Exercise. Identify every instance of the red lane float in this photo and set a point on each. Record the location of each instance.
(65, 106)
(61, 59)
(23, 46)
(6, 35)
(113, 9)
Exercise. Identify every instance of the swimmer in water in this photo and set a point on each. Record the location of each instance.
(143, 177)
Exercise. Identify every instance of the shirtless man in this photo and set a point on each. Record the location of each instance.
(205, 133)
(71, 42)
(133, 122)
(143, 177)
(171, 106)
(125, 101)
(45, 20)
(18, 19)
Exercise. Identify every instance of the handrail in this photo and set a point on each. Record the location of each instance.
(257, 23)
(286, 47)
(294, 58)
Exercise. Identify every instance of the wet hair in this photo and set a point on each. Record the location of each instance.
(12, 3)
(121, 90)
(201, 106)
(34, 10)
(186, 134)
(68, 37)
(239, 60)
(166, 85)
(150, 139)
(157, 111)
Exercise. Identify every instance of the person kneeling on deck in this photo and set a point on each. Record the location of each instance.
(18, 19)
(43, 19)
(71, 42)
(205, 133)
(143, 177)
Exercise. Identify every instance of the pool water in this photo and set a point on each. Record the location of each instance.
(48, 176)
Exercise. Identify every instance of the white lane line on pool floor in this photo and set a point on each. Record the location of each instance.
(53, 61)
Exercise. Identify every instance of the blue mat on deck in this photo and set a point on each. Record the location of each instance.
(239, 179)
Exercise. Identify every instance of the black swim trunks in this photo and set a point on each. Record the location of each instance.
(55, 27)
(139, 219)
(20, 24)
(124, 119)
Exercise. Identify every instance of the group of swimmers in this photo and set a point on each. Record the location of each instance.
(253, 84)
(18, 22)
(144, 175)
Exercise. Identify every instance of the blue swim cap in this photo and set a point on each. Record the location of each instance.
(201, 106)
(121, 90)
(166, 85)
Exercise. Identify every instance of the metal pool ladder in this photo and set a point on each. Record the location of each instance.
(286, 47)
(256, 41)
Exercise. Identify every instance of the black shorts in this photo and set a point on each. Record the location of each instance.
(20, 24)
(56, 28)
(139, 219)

• [About this exercise]: All the entries above should come back exactly as they are written.

• [Response]:
Exercise. Identify every instance of the red lane float in this photo and set a point on each. Record the location of each instance.
(65, 106)
(61, 59)
(23, 46)
(6, 35)
(113, 9)
Exercise. Identify every instance of the swimmer in water in this photo and set a point on each. Record the location of each instance.
(143, 177)
Exercise. Identify every instance of the shirtless man in this photo and set a point on each. Record the location of each instance.
(205, 133)
(71, 42)
(133, 122)
(143, 177)
(171, 106)
(125, 101)
(45, 20)
(18, 19)
Exercise. Identify every instance of the handrail in this photo and set a point on each. Record the location of each instance.
(257, 23)
(286, 47)
(294, 58)
Exercise. Identify every instance of the wet hair in this photo and set a point on each. Record the location of each instance.
(12, 3)
(121, 90)
(201, 106)
(34, 10)
(186, 134)
(68, 37)
(239, 60)
(166, 85)
(150, 139)
(157, 111)
Exercise. Identify every instance of the person kneeling on deck in this photo and set a point on each. Record the location of each instance.
(18, 19)
(43, 19)
(71, 42)
(205, 133)
(143, 177)
Exercise. Identify every instance of the pool water in this photo and set a point on each. Record the location of each instance.
(48, 176)
Exercise. Identify every instance of the white lane line on pool floor in this photo and set a point on each. Record the location of each instance.
(53, 61)
Exercise. Identify every instance of the blue mat on deck in this photo and set a point on each. Record the location of each instance.
(239, 179)
Exercise. Identify every instance of the black swim trunks in this photo and set a point on each. Record the location of each instance.
(55, 27)
(139, 219)
(20, 24)
(124, 119)
Exercise. Identify every instance of the group of swimmers in this photo and set a point on each. Record the location of each instance.
(253, 84)
(18, 22)
(144, 175)
Exercise. Identify every instance of the blue swim cap in this photo and set a point on each. Record the location of each instance.
(201, 106)
(121, 90)
(166, 85)
Exercise. Identify every instance of the metal pool ladder in this photo and set a point on each. Record the location of each instance.
(286, 47)
(256, 41)
Exercise. Identify every instance of the black shorts in this photo and set a point on each. Record the location of each instance.
(20, 24)
(56, 28)
(139, 219)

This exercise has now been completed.